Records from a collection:
******************************
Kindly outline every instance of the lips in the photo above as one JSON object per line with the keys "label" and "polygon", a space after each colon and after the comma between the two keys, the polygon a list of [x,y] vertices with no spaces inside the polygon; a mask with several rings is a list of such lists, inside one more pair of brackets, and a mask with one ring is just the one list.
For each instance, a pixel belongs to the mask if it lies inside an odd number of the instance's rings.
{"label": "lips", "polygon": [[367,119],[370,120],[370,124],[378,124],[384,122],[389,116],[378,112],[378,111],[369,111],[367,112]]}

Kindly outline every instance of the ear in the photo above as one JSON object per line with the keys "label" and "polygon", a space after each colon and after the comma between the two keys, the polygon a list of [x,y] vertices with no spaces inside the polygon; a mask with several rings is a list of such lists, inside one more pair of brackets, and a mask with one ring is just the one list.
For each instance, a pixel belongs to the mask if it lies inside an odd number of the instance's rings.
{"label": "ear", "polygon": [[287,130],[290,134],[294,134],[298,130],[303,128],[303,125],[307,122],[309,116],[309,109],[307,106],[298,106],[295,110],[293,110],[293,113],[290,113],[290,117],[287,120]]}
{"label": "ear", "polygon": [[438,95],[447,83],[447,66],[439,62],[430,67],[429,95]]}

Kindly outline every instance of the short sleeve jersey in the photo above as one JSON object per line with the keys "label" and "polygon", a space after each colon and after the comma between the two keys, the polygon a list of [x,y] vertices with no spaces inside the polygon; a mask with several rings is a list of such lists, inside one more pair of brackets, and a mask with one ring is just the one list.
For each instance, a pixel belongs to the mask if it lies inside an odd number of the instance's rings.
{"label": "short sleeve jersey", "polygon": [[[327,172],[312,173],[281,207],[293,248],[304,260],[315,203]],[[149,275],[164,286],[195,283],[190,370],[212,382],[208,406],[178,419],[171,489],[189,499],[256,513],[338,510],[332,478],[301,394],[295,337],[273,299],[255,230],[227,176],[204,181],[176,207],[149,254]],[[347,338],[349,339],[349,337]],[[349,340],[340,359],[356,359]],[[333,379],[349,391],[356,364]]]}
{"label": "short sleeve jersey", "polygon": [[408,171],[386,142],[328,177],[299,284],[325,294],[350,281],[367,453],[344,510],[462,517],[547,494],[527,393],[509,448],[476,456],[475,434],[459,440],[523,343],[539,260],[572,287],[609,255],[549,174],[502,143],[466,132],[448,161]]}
******************************
# [WORK TO DO]
Copy out every line of the listing above, word for word.

# [RESULT OF THE TASK]
Kindly outline every instance of the lips in the photo above as one JSON object per line with the keys "label" and "polygon", a space after each colon and after the comma between the two keys, the polygon a list of [x,y] vertices with no spaces inside the polygon; a mask with several rings is a list of such lists, inside one more pair of brackets, and a mask with one ring is just the one list.
For each instance, a pixel belongs to the mask if it lies inside an odd number of the instance's rings.
{"label": "lips", "polygon": [[367,119],[370,120],[370,124],[378,124],[384,122],[389,116],[378,112],[378,111],[369,111],[367,112]]}

Kindly outline every instance of the ear in the photo above as one JSON object per line with the keys "label" and "polygon", a space after each colon and after the comma between the two keys, the polygon a list of [x,y] vertices with no spaces inside the polygon; a mask with several rings is a list of such lists, inside one more pair of brackets, and a mask with one ring is just the one list.
For each instance, a pixel belongs to the mask if it lies inside an odd number of the instance's rings.
{"label": "ear", "polygon": [[287,130],[290,134],[294,134],[298,130],[303,128],[303,125],[307,122],[309,116],[309,109],[307,106],[298,106],[295,110],[293,110],[293,113],[290,113],[290,117],[287,120]]}
{"label": "ear", "polygon": [[438,95],[447,83],[447,66],[439,62],[430,67],[429,95]]}

Kindly outline every instance of the short sleeve jersey in the photo above as one JSON object per line with the keys "label" and "polygon", a space after each colon and after the comma between the two keys, the polygon a list of [x,y] vertices with no spaces inside the polygon; a mask with several rings is a list of such lists, inside one more pair of brackets, and a mask with one ring is just the one list.
For each instance, a pixel belongs to the mask if it lies inside an odd number of the instance's rings.
{"label": "short sleeve jersey", "polygon": [[[327,172],[312,173],[281,207],[293,248],[304,260],[315,203]],[[149,275],[164,286],[195,283],[190,370],[212,382],[208,406],[178,419],[171,489],[189,499],[256,513],[338,510],[332,478],[301,394],[295,337],[273,299],[255,230],[227,176],[204,181],[176,207],[149,254]],[[347,338],[349,339],[349,337]],[[349,340],[340,359],[356,359]],[[333,379],[349,391],[356,364]]]}
{"label": "short sleeve jersey", "polygon": [[408,171],[386,142],[328,177],[299,284],[325,294],[350,281],[367,453],[344,510],[462,517],[547,494],[527,393],[509,448],[476,456],[475,434],[459,440],[523,343],[539,260],[572,287],[609,255],[549,174],[502,143],[466,132],[448,161]]}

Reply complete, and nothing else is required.